**STATED EXERCISE**. Retype all of the material below line for line, changing nothing.

**DATASET EXTRACT**.
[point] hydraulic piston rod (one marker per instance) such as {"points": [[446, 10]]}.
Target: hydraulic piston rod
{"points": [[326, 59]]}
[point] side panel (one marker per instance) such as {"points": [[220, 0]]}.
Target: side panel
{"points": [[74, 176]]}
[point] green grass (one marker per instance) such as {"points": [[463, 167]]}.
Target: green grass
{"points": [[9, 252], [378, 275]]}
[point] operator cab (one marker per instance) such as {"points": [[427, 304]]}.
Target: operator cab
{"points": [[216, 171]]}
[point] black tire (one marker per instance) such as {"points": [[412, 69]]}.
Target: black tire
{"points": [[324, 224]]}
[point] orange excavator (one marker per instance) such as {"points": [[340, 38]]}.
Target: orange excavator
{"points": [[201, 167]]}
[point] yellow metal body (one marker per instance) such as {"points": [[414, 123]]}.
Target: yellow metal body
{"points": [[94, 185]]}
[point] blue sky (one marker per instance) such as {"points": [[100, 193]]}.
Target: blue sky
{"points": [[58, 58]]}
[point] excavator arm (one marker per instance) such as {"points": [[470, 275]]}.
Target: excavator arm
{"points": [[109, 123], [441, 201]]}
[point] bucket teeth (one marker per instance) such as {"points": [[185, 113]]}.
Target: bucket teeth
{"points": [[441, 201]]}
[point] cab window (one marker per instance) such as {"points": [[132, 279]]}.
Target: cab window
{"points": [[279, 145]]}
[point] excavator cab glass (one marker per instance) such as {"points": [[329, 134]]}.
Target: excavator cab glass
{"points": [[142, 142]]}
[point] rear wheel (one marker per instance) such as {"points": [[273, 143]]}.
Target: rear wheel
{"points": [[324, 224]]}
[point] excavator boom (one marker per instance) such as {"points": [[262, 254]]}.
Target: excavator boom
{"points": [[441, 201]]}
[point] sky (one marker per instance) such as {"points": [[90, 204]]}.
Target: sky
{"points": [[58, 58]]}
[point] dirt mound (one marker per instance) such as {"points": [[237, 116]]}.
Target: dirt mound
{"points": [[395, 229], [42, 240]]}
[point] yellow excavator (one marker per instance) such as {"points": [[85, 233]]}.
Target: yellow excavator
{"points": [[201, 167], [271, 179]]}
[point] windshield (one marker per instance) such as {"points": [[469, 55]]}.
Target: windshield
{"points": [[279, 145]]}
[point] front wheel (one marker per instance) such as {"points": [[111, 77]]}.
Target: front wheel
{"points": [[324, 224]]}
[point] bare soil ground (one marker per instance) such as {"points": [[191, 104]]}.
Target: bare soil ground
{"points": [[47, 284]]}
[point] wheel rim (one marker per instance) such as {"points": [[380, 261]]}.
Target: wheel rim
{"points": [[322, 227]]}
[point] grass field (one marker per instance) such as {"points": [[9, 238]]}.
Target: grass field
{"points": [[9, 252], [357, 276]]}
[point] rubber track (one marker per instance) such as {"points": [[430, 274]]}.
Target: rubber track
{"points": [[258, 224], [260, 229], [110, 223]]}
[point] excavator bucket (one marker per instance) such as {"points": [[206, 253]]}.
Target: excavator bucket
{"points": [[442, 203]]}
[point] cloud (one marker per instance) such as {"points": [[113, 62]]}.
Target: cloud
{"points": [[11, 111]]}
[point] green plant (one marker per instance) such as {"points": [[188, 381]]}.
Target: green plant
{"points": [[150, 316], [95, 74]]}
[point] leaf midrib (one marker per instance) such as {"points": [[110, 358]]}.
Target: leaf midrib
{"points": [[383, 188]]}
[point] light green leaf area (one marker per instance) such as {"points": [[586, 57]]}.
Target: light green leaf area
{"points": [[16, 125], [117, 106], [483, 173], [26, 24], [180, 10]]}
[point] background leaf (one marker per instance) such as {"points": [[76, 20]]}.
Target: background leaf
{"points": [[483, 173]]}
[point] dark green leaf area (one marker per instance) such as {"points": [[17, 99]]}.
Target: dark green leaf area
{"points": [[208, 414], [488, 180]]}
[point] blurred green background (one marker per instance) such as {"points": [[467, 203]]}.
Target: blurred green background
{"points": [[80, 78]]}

**RESPONSE**.
[point] hydraulic piston rod (one marker per instance) such as {"points": [[446, 10]]}.
Target: hydraulic piston rod
{"points": [[326, 59]]}
[point] side panel (one marker per instance) such as {"points": [[220, 0]]}.
Target: side panel
{"points": [[74, 176]]}
[point] green grass (one marker per instance) such as {"points": [[463, 167]]}.
Target: green grass
{"points": [[9, 252], [378, 275]]}
[point] operator cab (one marker per instance) such as {"points": [[427, 304]]}.
Target: operator cab
{"points": [[216, 171]]}
[point] black tire (one marker per instance) such as {"points": [[412, 69]]}.
Target: black tire
{"points": [[324, 224]]}
[point] orange excavator (one marker per instance) such as {"points": [[340, 38]]}.
Target: orange excavator
{"points": [[201, 167]]}
[point] yellow metal body (one marker per instance) such as {"points": [[414, 123]]}.
Target: yellow metal body
{"points": [[94, 185]]}
[point] blue sky (one marker per instance) such as {"points": [[100, 193]]}.
Target: blue sky
{"points": [[58, 58]]}
[point] excavator arm (one marker per instance) such as {"points": [[470, 275]]}.
Target: excavator arm
{"points": [[109, 123], [441, 201]]}
[point] bucket teeth (one marker per instance) such as {"points": [[185, 113]]}.
Target: bucket teeth
{"points": [[441, 201]]}
[point] cab window (one marker per instance) such as {"points": [[132, 279]]}.
Target: cab window
{"points": [[279, 145]]}
[point] excavator cab glass (one marker per instance) such as {"points": [[329, 134]]}.
Target: excavator cab glass
{"points": [[142, 142]]}
[point] rear wheel (one marker per instance) such as {"points": [[273, 143]]}.
Target: rear wheel
{"points": [[324, 224]]}
[point] excavator boom (one marker per instance) such as {"points": [[262, 254]]}.
Target: excavator boom
{"points": [[441, 201]]}
[point] sky (one marker per instance) such as {"points": [[90, 204]]}.
Target: sky
{"points": [[58, 58]]}
[point] dirt mound (one marker per instance) such as {"points": [[237, 116]]}.
Target: dirt mound
{"points": [[395, 229], [42, 240]]}
[point] yellow excavator (one marker per instance) such as {"points": [[85, 233]]}.
Target: yellow excavator
{"points": [[201, 167], [271, 179]]}
[point] windshield (one marker per instance) such as {"points": [[469, 55]]}.
Target: windshield
{"points": [[279, 145]]}
[point] front wheel (one marker per instance) such as {"points": [[111, 77]]}.
Target: front wheel
{"points": [[324, 224]]}
[point] bare soil ground (one marker per instance) such as {"points": [[191, 104]]}.
Target: bare soil ground
{"points": [[47, 284]]}
[point] wheel rim (one marker per instance) such as {"points": [[380, 261]]}.
Target: wheel rim
{"points": [[322, 227]]}
[point] grass field (one marker per instance) such as {"points": [[9, 238]]}.
Target: grass field
{"points": [[9, 252], [357, 276]]}
[point] rubber track (one marker per instance) such as {"points": [[430, 274]]}.
Target: rubber track
{"points": [[258, 224], [260, 229], [110, 223]]}
[point] excavator bucket (one marker per instance) such as {"points": [[206, 253]]}.
Target: excavator bucket
{"points": [[442, 203]]}
[point] cloud (one marker per instance) such as {"points": [[113, 62]]}.
Target: cloud
{"points": [[11, 111]]}
[point] green plant (one marker per instance) such as {"points": [[188, 381]]}.
Target: green plant
{"points": [[150, 316], [95, 74]]}
[point] leaf midrib (one marker per instance) such as {"points": [[110, 358]]}.
Target: leaf midrib
{"points": [[383, 188]]}
[point] light green leaf area (one marker per instance) such as {"points": [[586, 57]]}.
Target: light green leaf area
{"points": [[16, 125], [117, 106], [483, 173], [26, 24], [180, 10]]}
[point] background leaf (one marker per instance) such as {"points": [[76, 20]]}.
Target: background leaf
{"points": [[483, 173]]}
[point] dark green leaf area (one marker per instance) such as {"points": [[17, 99]]}.
Target: dark green leaf area
{"points": [[208, 414], [488, 180]]}
[point] blurred green background (one marker per instance) such as {"points": [[467, 203]]}.
Target: blurred green background
{"points": [[80, 78]]}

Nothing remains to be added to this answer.